_ACTIVITY_: Write the next part of the Story Flicks page below, starting right after its final sentence about the Python .py configuration files.

_TEXT PROVIDED_:
============

Story Flicks – STATUS: WAYNE is Open for Work

Overview:

Story Flicks creates a fully function short clip video with pictures, audio and subtitles.

How it works in steps format:

User Input (React): User enters a prompt in the React app.
API Request (React -> FastAPI): React sends the prompt to a FastAPI endpoint.
Story Generation (FastAPI + LLM): FastAPI calls the LLM to generate the story.
TTS (FastAPI + TTS Engine): FastAPI uses a TTS engine to create the audio.
Image Generation (FastAPI + Image Model): FastAPI uses an image model to generate images for each part of the story.
Subtitle Generation (FastAPI + STT): Uses STT to create subtitle file
Video Assembly (FastAPI + MoviePy/FFmpeg): FastAPI combines everything into a video.
Video Delivery (FastAPI -> React): FastAPI sends the video back to the React app for the user to view/download.

Luckily, we do not need to know any of this. We simply go to a web form, complete and submit the web form and within 2-4 minutes the video is completed and ready to watch.

Intended Use:

Intended use case is for video clips up to 1-2 minutes.

Intended Audience:

Initial creation is for short bedtime stories but can be modified to some degree.

Customization:

Some minor changes can be made to the application without any re-coding required. The system is created with the Pydantic library and there is coding for requiring certain items in the Python .py configuration files.

============

_RECORDS SHOWN_:
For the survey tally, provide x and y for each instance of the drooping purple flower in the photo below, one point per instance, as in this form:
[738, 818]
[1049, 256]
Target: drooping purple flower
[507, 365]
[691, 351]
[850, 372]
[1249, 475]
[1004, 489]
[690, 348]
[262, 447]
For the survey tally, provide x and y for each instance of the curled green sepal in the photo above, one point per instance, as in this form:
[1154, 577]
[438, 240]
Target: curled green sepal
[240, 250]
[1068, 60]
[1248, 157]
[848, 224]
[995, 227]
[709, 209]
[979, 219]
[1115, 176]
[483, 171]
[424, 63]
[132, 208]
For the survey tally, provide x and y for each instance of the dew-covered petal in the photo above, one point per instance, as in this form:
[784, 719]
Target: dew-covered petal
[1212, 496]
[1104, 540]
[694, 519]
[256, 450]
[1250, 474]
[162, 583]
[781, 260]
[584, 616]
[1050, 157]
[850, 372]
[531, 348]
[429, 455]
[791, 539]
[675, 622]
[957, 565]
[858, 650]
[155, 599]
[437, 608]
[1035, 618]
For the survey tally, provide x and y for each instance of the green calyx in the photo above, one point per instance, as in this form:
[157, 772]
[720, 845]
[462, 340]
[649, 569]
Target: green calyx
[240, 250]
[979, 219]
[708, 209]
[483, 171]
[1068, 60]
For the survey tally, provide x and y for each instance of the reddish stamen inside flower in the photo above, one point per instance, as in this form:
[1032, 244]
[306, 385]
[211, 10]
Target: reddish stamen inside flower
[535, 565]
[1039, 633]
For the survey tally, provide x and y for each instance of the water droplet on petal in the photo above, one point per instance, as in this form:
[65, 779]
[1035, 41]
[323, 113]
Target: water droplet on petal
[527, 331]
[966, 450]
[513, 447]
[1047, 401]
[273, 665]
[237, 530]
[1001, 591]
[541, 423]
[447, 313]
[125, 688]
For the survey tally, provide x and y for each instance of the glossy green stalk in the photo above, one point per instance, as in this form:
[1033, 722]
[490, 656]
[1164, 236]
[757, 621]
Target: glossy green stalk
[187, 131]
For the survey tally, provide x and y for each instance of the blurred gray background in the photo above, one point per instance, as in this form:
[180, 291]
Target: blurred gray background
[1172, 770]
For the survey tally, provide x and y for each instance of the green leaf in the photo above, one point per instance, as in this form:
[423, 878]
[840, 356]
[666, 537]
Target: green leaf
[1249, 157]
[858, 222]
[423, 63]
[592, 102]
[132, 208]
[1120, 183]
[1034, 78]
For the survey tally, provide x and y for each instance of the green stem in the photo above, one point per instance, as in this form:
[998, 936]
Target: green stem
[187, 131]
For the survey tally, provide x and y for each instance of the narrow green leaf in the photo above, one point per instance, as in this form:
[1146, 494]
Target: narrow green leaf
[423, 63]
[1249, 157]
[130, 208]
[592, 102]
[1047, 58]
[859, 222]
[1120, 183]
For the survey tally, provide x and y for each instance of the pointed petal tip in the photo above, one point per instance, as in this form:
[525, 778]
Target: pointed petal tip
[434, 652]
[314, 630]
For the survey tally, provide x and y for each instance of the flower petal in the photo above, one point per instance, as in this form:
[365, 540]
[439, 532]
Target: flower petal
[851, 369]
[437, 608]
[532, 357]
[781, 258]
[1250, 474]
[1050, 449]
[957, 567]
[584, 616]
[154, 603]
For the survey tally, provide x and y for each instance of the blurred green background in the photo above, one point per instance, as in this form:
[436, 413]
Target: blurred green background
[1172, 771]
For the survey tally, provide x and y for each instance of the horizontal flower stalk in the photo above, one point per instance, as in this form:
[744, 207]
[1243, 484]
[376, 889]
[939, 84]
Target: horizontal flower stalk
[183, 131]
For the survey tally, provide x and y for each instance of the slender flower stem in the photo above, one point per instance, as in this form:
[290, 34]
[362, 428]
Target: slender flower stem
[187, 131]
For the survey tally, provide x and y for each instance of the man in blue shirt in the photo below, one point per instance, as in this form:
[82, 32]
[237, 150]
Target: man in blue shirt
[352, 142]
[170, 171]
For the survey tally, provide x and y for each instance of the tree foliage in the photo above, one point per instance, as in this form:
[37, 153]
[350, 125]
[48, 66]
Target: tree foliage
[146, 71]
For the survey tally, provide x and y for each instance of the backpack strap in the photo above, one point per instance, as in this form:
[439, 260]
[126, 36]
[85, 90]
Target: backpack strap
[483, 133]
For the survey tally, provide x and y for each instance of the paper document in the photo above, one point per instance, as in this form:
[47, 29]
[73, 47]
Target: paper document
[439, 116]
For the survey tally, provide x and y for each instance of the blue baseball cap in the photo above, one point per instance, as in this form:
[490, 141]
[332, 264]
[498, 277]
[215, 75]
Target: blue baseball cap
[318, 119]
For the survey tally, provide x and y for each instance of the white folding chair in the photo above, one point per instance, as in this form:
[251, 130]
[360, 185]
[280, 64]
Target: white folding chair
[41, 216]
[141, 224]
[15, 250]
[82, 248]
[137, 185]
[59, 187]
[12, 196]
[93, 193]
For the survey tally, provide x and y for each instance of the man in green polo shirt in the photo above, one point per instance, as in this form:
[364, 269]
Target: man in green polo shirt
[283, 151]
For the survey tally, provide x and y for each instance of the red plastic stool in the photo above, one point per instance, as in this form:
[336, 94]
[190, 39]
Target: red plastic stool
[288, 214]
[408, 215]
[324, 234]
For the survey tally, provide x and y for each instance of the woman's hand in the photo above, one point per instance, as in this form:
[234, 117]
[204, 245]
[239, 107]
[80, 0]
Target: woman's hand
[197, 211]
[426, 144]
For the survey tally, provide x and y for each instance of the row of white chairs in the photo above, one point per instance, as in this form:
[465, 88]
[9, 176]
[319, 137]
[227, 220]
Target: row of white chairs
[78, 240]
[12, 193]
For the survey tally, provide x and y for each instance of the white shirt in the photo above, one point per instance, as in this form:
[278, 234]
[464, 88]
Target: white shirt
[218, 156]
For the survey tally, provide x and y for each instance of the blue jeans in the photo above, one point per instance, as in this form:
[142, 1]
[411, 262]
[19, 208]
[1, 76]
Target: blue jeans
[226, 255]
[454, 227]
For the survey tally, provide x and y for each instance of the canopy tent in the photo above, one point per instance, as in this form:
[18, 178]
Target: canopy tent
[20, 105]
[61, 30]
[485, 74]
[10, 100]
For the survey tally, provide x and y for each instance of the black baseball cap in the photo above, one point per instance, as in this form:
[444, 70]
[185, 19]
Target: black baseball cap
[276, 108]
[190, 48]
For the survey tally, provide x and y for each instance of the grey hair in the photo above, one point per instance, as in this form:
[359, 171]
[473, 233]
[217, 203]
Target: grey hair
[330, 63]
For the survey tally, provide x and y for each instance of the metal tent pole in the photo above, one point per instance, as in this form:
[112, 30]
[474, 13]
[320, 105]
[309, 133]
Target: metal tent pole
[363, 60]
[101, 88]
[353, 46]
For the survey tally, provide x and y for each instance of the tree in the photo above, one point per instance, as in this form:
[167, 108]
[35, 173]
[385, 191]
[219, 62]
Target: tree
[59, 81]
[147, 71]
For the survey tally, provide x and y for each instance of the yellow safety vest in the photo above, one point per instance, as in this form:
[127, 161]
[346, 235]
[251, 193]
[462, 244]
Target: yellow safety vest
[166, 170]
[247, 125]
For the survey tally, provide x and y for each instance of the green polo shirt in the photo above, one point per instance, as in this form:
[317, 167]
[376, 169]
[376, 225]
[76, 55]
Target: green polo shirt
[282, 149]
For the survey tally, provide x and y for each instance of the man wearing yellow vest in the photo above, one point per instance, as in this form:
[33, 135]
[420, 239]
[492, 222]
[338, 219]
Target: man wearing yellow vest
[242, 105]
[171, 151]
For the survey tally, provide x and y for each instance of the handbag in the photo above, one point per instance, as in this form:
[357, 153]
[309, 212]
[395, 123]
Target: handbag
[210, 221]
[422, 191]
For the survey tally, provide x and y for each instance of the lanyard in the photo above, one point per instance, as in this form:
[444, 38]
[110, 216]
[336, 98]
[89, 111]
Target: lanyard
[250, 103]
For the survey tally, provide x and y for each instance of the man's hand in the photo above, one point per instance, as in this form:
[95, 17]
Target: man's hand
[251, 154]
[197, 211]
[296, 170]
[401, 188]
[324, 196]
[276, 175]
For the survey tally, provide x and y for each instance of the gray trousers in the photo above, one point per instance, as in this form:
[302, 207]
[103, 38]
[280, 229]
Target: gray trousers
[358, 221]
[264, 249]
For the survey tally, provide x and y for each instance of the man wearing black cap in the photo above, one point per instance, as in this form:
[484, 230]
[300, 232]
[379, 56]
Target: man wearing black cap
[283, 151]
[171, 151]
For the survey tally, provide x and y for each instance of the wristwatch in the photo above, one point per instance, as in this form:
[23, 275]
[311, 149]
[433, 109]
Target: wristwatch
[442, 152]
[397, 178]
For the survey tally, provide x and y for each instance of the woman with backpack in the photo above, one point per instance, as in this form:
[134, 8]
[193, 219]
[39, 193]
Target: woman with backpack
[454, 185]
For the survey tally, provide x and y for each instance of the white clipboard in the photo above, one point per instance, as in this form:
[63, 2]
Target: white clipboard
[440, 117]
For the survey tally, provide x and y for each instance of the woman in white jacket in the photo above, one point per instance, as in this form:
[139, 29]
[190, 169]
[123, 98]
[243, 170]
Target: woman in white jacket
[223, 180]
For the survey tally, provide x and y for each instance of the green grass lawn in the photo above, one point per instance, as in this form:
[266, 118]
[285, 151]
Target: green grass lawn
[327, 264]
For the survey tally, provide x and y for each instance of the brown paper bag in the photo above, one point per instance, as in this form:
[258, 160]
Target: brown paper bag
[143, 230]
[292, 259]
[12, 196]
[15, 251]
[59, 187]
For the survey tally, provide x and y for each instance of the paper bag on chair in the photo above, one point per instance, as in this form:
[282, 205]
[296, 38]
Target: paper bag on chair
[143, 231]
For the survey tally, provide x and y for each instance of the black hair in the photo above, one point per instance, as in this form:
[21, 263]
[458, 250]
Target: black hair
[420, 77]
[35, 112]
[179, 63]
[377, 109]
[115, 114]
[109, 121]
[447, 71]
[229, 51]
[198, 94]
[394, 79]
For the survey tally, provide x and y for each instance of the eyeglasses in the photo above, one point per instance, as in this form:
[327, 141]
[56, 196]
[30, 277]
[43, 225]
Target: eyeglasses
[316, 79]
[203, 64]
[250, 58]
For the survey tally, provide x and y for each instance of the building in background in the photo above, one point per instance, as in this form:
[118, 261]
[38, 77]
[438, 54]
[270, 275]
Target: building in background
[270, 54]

============

_EXERCISE OUTPUT_:
Minor themes and styles can be changed.

When a prompt is created and given by user, as example, if you put specifics like gender, age and other criteria the the AI will look to produce content based on the age or story topic of the main characters when they are human people.

If small animals, rodents, bugs and insects, etc… are mentioned it will usually create a cartoon or storybook for children themed content.

Video Creation Example:

Note: Right-Click inside video and choose “Open in a new tab” to view larger video.

Capabilities:

If good user prompts are created some short fun or informative videos can be created. As example asking for a 5 list example, or giving a beginning-middle-ending type themed prompts the tool is quite useful.

The videos currently range from 1-10 input images for creation, several different languages, and about 10 user voices including child, male and female voices.